Inhibition of melanogenesis by N-phenylthiourea and D-penicillamine sensitizes KMEL-188 melanoma cells against cyclophosphamide. Pigmented melanoma cells (a) or cells depigmented by b10⁻⁴ M N-phenylthiourea (b) or 10⁻³ M D-penicillamine (c) were transferred to 96-well plates and incubated in Ham’s F10 medium with 5% FBS and serial dilutions of cyclophosphamide. After 24 hr, the viability of cells was assayed with MTT test as described. Data are presented as means ± SEM (n = 6), *p < 0.05, **p < 0.005, ***p < 0.0005.

**ACTIVITY 1**
According to the figure legend, what made the KMEL-188 melanoma cells more sensitive to cyclophosphamide? Answer in one to three sentences.
**ACTIVITY 2**
Answer these questions from the figure legend:
(a) In what medium and serum were the cells incubated with cyclophosphamide?
(b) How long after incubation was cell viability assayed, and with which test?
(c) How are the data presented, and what is n?
**ACTIVITY 3**
Reproduce verbatim the part of the figure legend between "Inhibition of melanogenesis" and "0.005, ***p < 0.0005.", inclusive.

**DATASET EXTRACT**
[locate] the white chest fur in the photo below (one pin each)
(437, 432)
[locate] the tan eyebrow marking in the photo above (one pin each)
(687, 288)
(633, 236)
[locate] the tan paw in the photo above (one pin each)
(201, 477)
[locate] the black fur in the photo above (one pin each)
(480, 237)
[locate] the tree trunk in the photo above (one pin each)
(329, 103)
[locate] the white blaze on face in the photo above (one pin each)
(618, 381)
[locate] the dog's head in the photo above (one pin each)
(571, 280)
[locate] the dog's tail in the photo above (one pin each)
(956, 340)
--
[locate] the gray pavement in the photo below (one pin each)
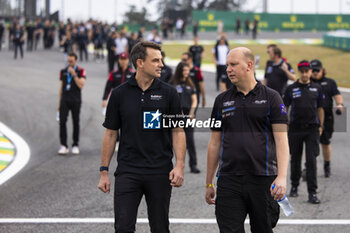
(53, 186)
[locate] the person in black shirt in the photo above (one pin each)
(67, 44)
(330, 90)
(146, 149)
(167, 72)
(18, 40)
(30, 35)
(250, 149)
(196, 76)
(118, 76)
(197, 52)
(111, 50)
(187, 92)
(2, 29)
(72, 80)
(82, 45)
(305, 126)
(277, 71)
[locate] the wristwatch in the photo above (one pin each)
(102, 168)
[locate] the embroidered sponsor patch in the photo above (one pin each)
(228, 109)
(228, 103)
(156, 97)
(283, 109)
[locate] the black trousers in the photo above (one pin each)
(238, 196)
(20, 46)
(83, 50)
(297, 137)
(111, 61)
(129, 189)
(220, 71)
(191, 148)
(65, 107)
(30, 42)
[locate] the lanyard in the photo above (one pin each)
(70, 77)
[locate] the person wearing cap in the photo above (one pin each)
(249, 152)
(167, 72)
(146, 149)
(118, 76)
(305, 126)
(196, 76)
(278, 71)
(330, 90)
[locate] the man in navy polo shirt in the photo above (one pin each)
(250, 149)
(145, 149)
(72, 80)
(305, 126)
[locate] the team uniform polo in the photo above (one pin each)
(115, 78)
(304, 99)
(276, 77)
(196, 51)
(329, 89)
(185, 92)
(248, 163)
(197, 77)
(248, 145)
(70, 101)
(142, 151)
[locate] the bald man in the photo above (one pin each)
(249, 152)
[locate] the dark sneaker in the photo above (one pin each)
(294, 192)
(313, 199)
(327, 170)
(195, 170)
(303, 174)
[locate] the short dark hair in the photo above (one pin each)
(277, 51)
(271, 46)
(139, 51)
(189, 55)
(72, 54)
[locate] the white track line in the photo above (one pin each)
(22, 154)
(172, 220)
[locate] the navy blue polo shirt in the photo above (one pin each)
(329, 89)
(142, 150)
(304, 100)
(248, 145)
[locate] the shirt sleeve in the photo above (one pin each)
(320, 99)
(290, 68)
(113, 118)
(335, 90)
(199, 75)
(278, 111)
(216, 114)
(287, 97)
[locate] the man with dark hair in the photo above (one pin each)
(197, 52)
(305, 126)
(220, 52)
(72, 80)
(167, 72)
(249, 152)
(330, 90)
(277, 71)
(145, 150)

**TASK SOLUTION 1**
The cells became more sensitive because N-phenylthiourea and D-penicillamine inhibited melanogenesis. Cells depigmented by either agent were sensitized against cyclophosphamide.

**TASK SOLUTION 2**
(a) Ham's F10 medium with 5% FBS
(b) After 24 hr, with the MTT test
(c) As means ± SEM, with n = 6

**TASK SOLUTION 3**
Inhibition of melanogenesis by N-phenylthiourea and D-penicillamine sensitizes KMEL-188 melanoma cells against cyclophosphamide. Pigmented melanoma cells (a) or cells depigmented by b10⁻⁴ M N-phenylthiourea (b) or 10⁻³ M D-penicillamine (c) were transferred to 96-well plates and incubated in Ham’s F10 medium with 5% FBS and serial dilutions of cyclophosphamide. After 24 hr, the viability of cells was assayed with MTT test as described. Data are presented as means ± SEM (n = 6), *p < 0.05, **p < 0.005, ***p < 0.0005.